=== Records shown ===
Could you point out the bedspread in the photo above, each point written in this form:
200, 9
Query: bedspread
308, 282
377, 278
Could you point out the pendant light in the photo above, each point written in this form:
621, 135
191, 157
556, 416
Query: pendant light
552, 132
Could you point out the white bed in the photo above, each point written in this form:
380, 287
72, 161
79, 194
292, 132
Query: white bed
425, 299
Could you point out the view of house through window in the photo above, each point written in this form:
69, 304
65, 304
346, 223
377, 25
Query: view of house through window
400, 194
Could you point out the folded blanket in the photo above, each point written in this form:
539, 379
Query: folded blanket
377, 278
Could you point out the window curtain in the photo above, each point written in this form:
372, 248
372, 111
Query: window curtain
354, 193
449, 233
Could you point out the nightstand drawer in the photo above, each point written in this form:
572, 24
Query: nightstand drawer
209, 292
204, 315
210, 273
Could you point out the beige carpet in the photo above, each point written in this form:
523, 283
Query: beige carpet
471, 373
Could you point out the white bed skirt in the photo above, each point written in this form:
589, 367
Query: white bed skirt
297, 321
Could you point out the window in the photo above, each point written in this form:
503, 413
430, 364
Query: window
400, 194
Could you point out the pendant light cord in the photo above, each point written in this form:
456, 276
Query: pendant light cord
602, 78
===
Could you repeat the listing above, exactly as it is shown?

Could you point out the bedspread in the photo above, each point written in this form:
200, 9
Query: bedspread
308, 282
377, 278
Could you point out the pendant light in the photo above, each point written in this form:
621, 135
191, 157
556, 416
Query: pendant light
552, 132
Could you point out the white bed in the photo above, each point written in this form:
380, 287
72, 161
79, 194
292, 132
Query: white bed
425, 299
Could you point out the view of house through window in the photo above, each point written in this form:
69, 304
65, 304
346, 223
377, 25
Query: view of house through window
400, 194
Could you point out the folded blanket in the photo above, each point written in this form:
539, 379
Query: folded blanket
377, 278
Could you point out the window curtain in the photo above, each point written in this form:
372, 248
372, 111
Query: window curtain
354, 193
449, 233
Could you point out the nightstand drawer in the photo above, each point written in this form:
572, 24
Query: nightstand drawer
209, 292
204, 315
210, 273
Could you point out the beige carpet in the photo above, each point written in this form:
523, 283
Query: beige carpet
471, 373
Could you point out the white bed skirt in the photo above, each point written in this form:
589, 367
Query: white bed skirt
297, 321
Could you point out the window in the photo above, each point written in this form:
503, 413
430, 364
Query: window
400, 194
Could you point out the pendant light cord in the photo above, each point written in this form:
456, 276
Query: pendant light cord
602, 78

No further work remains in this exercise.